_PROBLEM STATEMENT_
Write out, word for word, the part of the article on government access to AI models that falls between "What the letter" and "an export-control directive.", inclusive.

_PASSAGE TO READ_

The Commerce Department on Friday cleared Anthropic to release its Mythos 5 model to about 100 vetted companies and federal agencies, ending a two-week standoff that had cut even the National Security Agency off from one of the most advanced U.S. artificial-intelligence systems. Hours earlier, OpenAI said it would comply with a White House request to limit its newly announced GPT-5.6 family to a small group of trusted partners before any general rollout.
The paired decisions install a case-by-case access regime as the default for frontier U.S. AI models, less than a month after President Trump signed an executive order asking developers to let the government assess capabilities before a full release. Both companies now ship their strongest systems only to organizations the administration has signed off on, with broader availability set on a timetable Washington controls.
What the letter says
Commerce Secretary Howard Lutnick laid out the Mythos 5 exception in a June 26 letter to Anthropic co-founder Tom Brown, who has taken the lead in negotiations with the administration, replacing Chief Executive Dario Amodei in that role. "I have determined that appropriate safeguards are in place to permit certain trusted partners to access the Claude Mythos 5 Model," Lutnick wrote. The letter did not restore access to Fable 5, the public-facing Mythos-class model that Anthropic disabled two weeks ago to comply with an export-control directive.
Anthropic spokeswoman Danielle Ghiglieri told The Verge the company had "received notice from the US government that Mythos 5, our strongest cybersecurity model, can be redeployed to a small group of cyber defenders and infrastructure providers." The directive that bars foreign nationals, including Anthropic's own foreign-national employees, from touching either model remains in force outside the approved list.
OpenAI's three-tier launch
OpenAI on Friday unveiled GPT-5.6 Sol, Terra and Luna, named for their capability tiers, and said Sol is its strongest model yet, with gains in coding, biology and cybersecurity. The company said it previewed the models and shared its rollout plans with the government before launch and is working with the administration on "a repeatable process for future model releases." OpenAI did not name the partners cleared for early access and said general availability is expected in the coming weeks.
The counterpoint
OpenAI used its own announcement to push back on the framework it had just accepted. "We don't believe this kind of government access process should become the long-term default," the company wrote. "It keeps the best tools from users, developers, enterprises, cyber defenders, and global partners who need them." The Verge reported that pressure on the White House had been building inside the U.S. AI industry over fears that Chinese labs could close the gap while top American models sat offline. Administration officials beyond Lutnick's letter had not publicly elaborated on the access criteria by press time.
Anthropic's broader fight is not over. The Defense Department earlier this year labeled the company a supply-chain risk, a designation historically reserved for foreign adversaries, and Anthropic's suit to reverse the blacklisting is still in litigation. Lutnick wrote that he reserves the right to adjust the license requirements if circumstances change. The next test is whether the administration approves a similar exception for Fable 5.

_INPUT DATA_

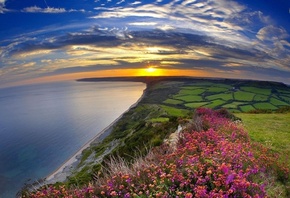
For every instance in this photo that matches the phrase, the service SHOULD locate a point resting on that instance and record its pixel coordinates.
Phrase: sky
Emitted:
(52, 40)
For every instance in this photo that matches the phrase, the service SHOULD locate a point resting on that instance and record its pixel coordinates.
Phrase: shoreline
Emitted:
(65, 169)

--

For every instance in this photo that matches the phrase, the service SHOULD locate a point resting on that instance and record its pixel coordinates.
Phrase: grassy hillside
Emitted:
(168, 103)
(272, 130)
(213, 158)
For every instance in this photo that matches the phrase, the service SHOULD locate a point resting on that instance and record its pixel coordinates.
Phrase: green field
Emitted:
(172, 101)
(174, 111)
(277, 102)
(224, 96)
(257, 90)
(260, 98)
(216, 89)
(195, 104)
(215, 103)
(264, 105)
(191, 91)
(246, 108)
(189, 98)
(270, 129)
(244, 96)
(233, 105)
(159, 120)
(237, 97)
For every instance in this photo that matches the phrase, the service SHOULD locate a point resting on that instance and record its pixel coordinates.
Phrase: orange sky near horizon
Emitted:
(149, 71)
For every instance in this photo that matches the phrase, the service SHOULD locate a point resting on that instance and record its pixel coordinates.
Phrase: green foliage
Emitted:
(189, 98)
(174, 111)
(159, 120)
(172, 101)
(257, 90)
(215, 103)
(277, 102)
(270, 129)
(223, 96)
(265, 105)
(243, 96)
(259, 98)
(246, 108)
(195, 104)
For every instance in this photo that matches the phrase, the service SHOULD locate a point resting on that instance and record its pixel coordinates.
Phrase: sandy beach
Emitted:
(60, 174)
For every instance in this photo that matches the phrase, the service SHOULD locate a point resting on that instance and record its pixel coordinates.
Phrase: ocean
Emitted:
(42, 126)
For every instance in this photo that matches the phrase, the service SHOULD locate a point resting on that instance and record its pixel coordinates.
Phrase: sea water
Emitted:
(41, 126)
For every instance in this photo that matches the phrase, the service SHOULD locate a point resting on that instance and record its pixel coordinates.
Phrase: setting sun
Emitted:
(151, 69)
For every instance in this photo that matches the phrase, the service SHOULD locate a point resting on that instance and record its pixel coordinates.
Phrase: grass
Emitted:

_EXERCISE RESULT_
What the letter says
Commerce Secretary Howard Lutnick laid out the Mythos 5 exception in a June 26 letter to Anthropic co-founder Tom Brown, who has taken the lead in negotiations with the administration, replacing Chief Executive Dario Amodei in that role. "I have determined that appropriate safeguards are in place to permit certain trusted partners to access the Claude Mythos 5 Model," Lutnick wrote. The letter did not restore access to Fable 5, the public-facing Mythos-class model that Anthropic disabled two weeks ago to comply with an export-control directive.